§ **Exercise instructions**:
Keep every word the same. Repeat the records without their images.

(Photo-based referring expression data)
>>

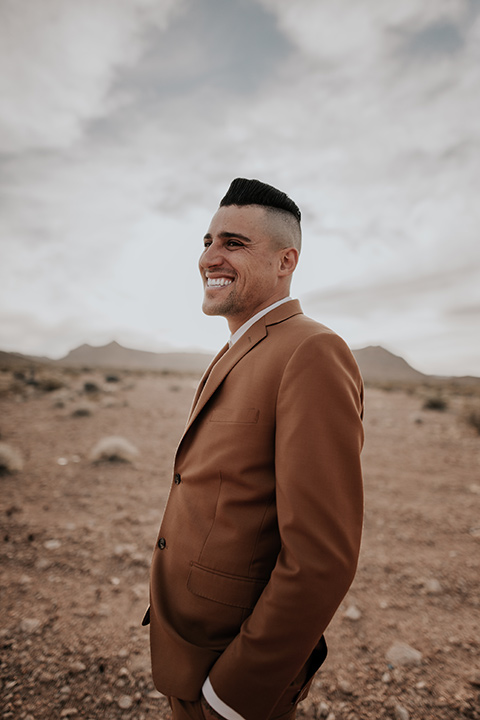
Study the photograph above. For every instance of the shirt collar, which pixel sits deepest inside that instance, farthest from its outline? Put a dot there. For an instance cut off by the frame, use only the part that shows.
(243, 328)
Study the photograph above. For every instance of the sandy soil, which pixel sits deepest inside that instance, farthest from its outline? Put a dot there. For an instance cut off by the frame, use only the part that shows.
(77, 539)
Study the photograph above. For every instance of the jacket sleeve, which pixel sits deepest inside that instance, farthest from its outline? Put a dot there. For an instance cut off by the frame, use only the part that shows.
(319, 496)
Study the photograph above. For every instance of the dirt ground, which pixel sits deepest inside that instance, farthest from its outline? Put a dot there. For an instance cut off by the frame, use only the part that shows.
(77, 539)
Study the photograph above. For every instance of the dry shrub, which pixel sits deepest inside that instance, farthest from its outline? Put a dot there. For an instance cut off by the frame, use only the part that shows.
(472, 418)
(10, 384)
(10, 459)
(113, 449)
(90, 387)
(49, 383)
(84, 409)
(435, 402)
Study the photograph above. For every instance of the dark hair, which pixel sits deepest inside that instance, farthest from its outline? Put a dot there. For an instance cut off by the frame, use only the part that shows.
(254, 192)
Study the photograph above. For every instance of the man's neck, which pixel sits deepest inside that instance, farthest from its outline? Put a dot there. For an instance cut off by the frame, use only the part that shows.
(248, 323)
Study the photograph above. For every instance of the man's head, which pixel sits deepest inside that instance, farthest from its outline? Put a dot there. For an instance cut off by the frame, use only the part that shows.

<<

§ **Task response**:
Study the photograph above. For every instance of the shirt collar, which pixel sits deepest inside that instance, farthest from its outline? Put a dot there. For an instance cut off by the frame, use only the part that shows.
(243, 328)
Study the photograph above. For every instance of the sandy soil, which pixel sits deepest inside that instance, farthest from its outline? Put a dot there. For an instance cut off by the frame, use only the part that shows.
(77, 539)
Study the photograph above. For every instance of the jacket sleeve, which pixel sits deepest inside that instance, farthest from its outline? Put a dot there. For an instance cut off by the frame, use only the part that shows.
(319, 496)
Study the photograph above. For every instance of the dirt ground, which pixel sits deepest inside that instance, farthest from its outline? Put a dot there. For an instance cut off by the frame, use only the part that shows.
(77, 539)
Study the photograph above. For every instance of the dry shrub, which pixel sits deepest inside that instance, farthest from its outline? Put a dot there. For an instance cut off by the frame, use only the part that shows.
(472, 418)
(10, 384)
(10, 459)
(113, 449)
(90, 387)
(49, 383)
(84, 409)
(435, 402)
Study the photograph above. For every instance of the dark hair, which pixel sits deepest inside that instance, farthest from its outline? Put a dot there. For an instance cut off by the frame, use only the part that shows.
(254, 192)
Study the photograph above. For every instance of the man's neck, which pixel sits deepest inside that instance, farthest from its outline? Put a dot there. For an instance cut off by the frame, use only the part that shows.
(248, 323)
Study the photograph above. For every instance of the man's head, which pixel sits deepest inside that instance, farthest from its outline? Put a dot there. For an instance cut off by the frame, use only the part that shows.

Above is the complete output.